Scan the data below. Pull out each line where "shoulder" occurs.

■ ■ ■ ■ ■ ■ ■

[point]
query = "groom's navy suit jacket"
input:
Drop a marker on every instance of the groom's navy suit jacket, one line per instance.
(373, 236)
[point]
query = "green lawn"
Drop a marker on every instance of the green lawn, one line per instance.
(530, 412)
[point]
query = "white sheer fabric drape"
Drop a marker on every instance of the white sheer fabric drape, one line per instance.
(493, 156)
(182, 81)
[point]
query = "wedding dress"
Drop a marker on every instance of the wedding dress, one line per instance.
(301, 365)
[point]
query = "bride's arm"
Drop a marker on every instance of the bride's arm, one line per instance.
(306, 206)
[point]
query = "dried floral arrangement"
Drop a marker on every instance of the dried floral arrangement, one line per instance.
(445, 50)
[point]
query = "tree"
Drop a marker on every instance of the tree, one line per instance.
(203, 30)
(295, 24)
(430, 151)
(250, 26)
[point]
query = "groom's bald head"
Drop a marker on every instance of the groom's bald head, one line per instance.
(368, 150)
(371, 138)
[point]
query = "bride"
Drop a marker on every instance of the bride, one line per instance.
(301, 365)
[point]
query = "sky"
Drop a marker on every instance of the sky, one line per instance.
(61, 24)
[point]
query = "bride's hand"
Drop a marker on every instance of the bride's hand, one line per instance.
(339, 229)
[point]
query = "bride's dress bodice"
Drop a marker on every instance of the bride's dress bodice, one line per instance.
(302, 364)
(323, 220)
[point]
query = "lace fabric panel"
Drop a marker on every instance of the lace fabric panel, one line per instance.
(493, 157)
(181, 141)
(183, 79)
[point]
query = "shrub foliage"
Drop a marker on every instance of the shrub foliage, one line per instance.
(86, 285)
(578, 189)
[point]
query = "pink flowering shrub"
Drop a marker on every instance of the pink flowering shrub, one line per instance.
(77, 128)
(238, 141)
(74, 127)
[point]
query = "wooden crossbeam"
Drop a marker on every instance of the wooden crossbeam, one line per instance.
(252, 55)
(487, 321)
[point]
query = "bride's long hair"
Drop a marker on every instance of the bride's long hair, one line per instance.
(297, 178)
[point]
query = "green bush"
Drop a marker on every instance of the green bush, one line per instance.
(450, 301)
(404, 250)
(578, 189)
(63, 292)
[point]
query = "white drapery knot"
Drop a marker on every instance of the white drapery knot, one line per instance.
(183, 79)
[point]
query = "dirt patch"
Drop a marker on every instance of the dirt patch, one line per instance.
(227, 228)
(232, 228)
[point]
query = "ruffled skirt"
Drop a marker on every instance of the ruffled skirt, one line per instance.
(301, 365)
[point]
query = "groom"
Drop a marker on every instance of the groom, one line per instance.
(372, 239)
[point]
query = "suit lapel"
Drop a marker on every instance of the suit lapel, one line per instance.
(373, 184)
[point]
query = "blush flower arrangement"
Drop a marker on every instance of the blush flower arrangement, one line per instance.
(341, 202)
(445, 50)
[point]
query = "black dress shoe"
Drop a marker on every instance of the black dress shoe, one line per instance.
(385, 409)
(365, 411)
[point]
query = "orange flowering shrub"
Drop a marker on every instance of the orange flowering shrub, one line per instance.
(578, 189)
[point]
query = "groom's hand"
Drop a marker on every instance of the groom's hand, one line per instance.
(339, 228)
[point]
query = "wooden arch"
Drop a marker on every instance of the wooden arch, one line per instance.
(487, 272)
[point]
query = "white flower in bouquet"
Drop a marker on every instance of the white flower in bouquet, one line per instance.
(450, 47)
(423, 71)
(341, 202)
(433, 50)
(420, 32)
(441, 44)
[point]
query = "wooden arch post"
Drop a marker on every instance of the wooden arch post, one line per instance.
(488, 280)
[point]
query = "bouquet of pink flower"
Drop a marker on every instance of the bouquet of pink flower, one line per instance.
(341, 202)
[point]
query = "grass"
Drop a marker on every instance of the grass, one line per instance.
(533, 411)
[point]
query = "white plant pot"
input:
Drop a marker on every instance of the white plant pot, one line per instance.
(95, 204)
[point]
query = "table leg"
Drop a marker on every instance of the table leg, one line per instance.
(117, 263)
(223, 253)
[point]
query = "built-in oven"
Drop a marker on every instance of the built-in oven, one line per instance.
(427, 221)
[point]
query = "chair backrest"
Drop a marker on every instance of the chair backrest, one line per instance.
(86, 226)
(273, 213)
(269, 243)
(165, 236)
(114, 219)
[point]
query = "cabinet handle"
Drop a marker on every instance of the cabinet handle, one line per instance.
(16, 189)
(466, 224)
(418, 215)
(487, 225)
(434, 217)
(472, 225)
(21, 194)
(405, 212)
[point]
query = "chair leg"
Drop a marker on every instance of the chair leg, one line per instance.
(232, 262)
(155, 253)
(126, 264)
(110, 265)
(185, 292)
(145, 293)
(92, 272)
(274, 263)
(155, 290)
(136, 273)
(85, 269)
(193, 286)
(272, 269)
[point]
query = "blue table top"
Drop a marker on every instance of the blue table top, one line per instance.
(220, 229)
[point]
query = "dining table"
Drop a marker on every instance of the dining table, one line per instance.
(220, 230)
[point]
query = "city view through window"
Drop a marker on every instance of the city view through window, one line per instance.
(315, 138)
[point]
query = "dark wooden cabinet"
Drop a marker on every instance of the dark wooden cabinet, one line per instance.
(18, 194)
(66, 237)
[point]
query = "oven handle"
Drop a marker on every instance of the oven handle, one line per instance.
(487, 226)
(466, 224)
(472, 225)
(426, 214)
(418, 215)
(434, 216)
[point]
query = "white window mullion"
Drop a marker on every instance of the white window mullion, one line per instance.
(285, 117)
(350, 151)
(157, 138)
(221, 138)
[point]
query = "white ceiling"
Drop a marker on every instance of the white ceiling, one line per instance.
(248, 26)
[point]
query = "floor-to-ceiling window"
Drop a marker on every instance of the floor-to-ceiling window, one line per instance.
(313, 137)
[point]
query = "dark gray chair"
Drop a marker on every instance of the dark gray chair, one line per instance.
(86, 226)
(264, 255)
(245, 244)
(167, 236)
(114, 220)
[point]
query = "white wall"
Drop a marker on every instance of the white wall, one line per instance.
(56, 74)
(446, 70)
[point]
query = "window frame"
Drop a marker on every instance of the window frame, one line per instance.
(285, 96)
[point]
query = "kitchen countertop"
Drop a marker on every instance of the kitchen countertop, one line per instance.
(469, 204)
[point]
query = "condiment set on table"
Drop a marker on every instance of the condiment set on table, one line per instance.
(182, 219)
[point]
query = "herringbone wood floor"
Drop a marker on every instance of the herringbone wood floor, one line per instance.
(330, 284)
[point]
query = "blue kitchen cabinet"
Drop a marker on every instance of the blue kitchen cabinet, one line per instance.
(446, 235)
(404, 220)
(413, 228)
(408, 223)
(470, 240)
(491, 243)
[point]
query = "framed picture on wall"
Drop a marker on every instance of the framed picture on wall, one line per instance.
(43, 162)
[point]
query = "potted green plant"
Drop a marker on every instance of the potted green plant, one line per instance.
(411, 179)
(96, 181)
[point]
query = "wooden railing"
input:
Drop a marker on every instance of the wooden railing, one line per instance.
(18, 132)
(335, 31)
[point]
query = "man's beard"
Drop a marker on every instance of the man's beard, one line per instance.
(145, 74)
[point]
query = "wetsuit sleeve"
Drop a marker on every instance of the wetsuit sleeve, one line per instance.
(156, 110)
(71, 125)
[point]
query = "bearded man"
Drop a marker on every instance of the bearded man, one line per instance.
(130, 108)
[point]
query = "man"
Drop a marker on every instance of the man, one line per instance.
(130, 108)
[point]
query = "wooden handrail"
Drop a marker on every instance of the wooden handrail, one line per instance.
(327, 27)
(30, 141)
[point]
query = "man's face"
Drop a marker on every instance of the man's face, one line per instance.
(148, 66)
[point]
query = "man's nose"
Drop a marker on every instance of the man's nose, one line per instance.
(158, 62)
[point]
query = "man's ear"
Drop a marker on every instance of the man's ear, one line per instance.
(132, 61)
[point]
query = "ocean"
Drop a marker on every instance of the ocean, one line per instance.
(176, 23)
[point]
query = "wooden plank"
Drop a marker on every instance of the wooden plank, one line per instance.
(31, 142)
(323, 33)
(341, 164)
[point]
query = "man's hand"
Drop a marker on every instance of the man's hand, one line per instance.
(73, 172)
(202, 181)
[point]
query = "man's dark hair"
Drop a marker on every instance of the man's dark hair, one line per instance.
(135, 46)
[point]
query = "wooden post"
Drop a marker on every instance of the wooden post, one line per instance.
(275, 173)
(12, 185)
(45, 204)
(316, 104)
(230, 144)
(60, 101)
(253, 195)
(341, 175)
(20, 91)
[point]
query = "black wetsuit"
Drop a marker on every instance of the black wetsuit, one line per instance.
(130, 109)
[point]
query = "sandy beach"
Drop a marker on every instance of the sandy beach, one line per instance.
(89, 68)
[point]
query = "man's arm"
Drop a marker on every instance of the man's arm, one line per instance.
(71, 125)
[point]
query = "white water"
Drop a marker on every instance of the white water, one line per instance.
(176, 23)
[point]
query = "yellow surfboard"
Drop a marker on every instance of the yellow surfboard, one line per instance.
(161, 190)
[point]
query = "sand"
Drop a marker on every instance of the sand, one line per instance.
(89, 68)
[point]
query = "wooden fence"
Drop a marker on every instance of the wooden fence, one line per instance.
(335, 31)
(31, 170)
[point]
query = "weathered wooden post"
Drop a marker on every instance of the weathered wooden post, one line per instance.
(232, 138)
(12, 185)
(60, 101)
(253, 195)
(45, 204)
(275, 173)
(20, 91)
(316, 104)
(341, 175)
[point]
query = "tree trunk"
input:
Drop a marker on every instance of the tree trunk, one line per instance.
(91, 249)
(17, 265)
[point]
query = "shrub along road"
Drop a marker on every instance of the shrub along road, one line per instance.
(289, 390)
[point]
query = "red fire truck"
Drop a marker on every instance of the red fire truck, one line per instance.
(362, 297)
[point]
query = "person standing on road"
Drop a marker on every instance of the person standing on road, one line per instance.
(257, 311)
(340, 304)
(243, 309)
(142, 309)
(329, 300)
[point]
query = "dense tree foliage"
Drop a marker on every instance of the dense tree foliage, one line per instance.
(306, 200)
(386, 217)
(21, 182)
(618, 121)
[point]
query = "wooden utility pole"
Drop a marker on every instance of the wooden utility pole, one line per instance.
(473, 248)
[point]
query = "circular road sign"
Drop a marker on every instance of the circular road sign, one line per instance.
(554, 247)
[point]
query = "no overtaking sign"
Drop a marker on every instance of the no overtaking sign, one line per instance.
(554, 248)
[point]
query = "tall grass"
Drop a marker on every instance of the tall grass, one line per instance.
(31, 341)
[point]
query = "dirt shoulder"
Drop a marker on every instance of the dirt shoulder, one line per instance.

■ ■ ■ ■ ■ ■ ■

SOLUTION TO THIS PROBLEM:
query = "dirt shoulder"
Drop a marker on every instance of the dirt shoulder, one line per instance.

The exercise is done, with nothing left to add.